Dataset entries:
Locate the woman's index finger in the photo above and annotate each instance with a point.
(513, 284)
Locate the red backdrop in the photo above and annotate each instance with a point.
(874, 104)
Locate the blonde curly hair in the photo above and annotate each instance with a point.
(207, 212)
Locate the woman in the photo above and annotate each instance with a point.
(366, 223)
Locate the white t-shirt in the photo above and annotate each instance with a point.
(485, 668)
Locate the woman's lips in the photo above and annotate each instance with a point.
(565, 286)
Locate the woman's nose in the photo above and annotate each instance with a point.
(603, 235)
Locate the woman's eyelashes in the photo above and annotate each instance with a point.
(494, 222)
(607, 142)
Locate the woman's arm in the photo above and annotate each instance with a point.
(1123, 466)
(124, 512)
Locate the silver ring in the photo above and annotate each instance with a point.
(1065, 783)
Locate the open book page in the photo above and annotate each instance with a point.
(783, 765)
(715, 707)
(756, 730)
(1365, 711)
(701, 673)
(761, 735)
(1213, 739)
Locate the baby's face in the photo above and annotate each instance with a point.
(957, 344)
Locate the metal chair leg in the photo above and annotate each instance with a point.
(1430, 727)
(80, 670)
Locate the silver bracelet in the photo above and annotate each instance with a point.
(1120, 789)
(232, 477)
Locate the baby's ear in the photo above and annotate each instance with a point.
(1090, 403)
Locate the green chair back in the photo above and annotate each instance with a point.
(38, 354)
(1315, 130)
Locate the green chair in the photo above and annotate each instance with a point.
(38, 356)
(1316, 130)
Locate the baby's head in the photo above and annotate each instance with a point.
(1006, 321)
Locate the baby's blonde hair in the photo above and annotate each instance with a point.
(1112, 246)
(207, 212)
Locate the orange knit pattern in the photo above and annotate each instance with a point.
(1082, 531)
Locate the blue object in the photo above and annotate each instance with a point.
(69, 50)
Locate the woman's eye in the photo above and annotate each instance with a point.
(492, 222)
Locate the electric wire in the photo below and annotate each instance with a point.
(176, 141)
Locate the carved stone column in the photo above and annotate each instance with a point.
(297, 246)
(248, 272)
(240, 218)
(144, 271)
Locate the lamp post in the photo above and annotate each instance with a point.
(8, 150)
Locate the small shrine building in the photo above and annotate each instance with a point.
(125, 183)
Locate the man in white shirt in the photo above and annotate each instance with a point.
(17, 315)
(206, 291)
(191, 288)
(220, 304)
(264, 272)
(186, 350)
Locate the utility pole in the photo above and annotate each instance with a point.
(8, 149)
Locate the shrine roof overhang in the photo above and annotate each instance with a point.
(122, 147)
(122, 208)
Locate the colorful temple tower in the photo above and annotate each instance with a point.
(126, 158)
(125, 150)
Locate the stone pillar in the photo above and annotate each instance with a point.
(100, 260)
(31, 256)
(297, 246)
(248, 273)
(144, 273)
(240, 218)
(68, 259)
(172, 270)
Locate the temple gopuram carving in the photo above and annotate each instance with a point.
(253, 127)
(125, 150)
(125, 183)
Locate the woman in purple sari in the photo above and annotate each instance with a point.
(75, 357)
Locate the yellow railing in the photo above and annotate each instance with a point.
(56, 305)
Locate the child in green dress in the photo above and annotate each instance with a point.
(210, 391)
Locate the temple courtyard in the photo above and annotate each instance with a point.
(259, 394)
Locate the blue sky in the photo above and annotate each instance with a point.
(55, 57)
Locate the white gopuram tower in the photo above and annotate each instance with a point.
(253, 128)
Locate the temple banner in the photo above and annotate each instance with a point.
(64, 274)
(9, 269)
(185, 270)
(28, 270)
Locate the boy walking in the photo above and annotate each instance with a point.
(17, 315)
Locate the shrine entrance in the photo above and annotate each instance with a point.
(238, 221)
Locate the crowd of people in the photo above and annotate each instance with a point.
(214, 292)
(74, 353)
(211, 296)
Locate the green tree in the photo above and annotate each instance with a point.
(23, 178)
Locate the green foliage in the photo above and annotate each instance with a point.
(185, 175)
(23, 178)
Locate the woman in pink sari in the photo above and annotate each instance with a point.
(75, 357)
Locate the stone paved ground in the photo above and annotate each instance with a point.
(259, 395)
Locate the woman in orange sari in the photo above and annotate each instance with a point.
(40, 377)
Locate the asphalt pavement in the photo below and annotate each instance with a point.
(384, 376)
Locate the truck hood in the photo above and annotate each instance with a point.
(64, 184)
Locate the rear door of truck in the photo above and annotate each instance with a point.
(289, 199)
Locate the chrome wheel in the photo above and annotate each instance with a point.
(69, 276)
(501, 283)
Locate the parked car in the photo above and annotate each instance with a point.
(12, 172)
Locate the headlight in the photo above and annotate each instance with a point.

▶ **Directions for this task**
Output every line above so that it reads exactly as before.

▶ **Completed exercise**
Locate the woman's index finger in the photo above and annotate each instance with a point.
(513, 284)
Locate the red backdrop in the photo above and annotate each instance with a point.
(874, 104)
Locate the blonde curly hair in the photo above and annotate each instance with a point.
(207, 212)
Locate the woman in the photo above and annotate each instance with a point.
(366, 223)
Locate the white t-shirt in the photo above and annotate each instance with a point.
(485, 668)
Locate the woman's lips in the photo above and annotate each instance with a point.
(565, 286)
Locate the woman's nose in the photo above and annotate each instance with a point.
(603, 235)
Locate the woman's eyelashes in the photo above and annotate each instance with a point.
(494, 222)
(607, 142)
Locate the woman's arm in the photo above and annotate each instance with a point.
(1123, 466)
(124, 512)
Locate the silver ring in the photo above and annotate each instance with a point.
(1065, 783)
Locate the open book page in the photo above and annotate each instance with a point.
(783, 765)
(715, 707)
(756, 730)
(1365, 711)
(701, 673)
(761, 735)
(1213, 739)
Locate the baby's face in the photo above and annotate each instance with a point.
(957, 344)
Locate the metal chair leg in the photo above and annotate each instance with a point.
(1430, 727)
(80, 670)
Locate the silver bracelet in the photo above and annotate each instance with a point.
(1120, 789)
(232, 477)
Locate the baby's ear in the photo above and annotate each instance with a point.
(1090, 403)
Locate the green chair back in the photo above and annotate each instance with a point.
(38, 354)
(1315, 130)
Locate the green chair in the photo above and annotate each instance with a point.
(38, 356)
(1316, 130)
Locate the baby's head in the photo above and annotate each instance with a point.
(1006, 321)
Locate the baby's blonde hair in the photo above and annotate each instance with a point.
(1112, 246)
(207, 212)
Locate the orange knit pattern in the photo above and annotate each instance with a point.
(1082, 531)
Locate the blue object in the photo above and annotate each instance with a point.
(69, 50)
Locate the woman's eye in the photo above and annotate each instance with a point.
(492, 222)
Locate the electric wire in the photo below and annotate each instance with a point.
(176, 141)
Locate the carved stone column in the photo above and annotate each instance with a point.
(297, 246)
(248, 272)
(240, 218)
(144, 271)
Locate the lamp post in the photo above and annotate each instance with a point.
(8, 150)
Locate the small shrine building in the photo above and annotate each instance with a point.
(125, 183)
Locate the man in white shirt in the photo above and annotate each instance with a point.
(17, 315)
(206, 291)
(191, 288)
(220, 304)
(264, 272)
(186, 350)
Locate the utility pole in the photo above and annotate each instance with a point.
(8, 149)
Locate the shrine roof overhang in the photo above and annotate each instance with a point.
(122, 147)
(122, 208)
Locate the colorful temple tower in the photo above and annotate each instance with a point.
(126, 158)
(125, 150)
Locate the stone pillar in the photo above and annotate each instance with a point.
(100, 260)
(31, 256)
(297, 246)
(248, 273)
(144, 273)
(240, 218)
(68, 259)
(172, 270)
Locate the temple gopuram carving in the photo above and annotate each instance with a point.
(253, 127)
(125, 150)
(125, 183)
Locate the woman in purple sari in the photo above and annotate each instance with a point.
(75, 357)
Locate the yellow railing in the photo above and annotate each instance with a point.
(56, 305)
Locate the child in green dress in the photo above and annotate each instance with a point.
(210, 391)
Locate the temple courtyard in the photo above and annotate each instance with a point.
(259, 394)
Locate the blue sky in the photo above and annotate each instance with a point.
(55, 57)
Locate the white gopuram tower in the photo above and annotate each instance with a point.
(253, 128)
Locate the temple banner in the photo above and annotate each instance with a point.
(64, 274)
(9, 269)
(185, 270)
(28, 270)
Locate the boy walking in the photo above and annotate each instance with a point.
(17, 315)
Locate the shrine entrance in the photo above and annotate each instance with a point.
(238, 221)
Locate the crowd of people in the photo above and annotate each instance with a point.
(214, 292)
(74, 353)
(211, 296)
Locate the green tree in the photo above and annotate each instance with a point.
(23, 178)
Locate the green foliage in the photo above and annotate each instance with a point.
(185, 175)
(23, 178)
Locate the woman in pink sari in the photo above and annotate each instance with a point.
(75, 357)
Locate the stone paved ground in the photo above and annotate each instance with a point.
(259, 395)
Locate the woman in orange sari in the photo above and annotate each instance with a point.
(40, 377)
Locate the asphalt pavement in the photo below and annotate each instance with a point.
(384, 376)
Locate the truck hood in the photo above and annotate each instance with a point.
(64, 184)
Locate the rear door of truck in the photo above and annotate each instance with a point.
(289, 199)
Locate the chrome wheel in the photo above and annotate each instance with a point.
(69, 276)
(501, 283)
Locate the parked car in the photo above and annotate each instance with a point.
(12, 172)
Locate the headlight in the photo above and annotate each instance with a point.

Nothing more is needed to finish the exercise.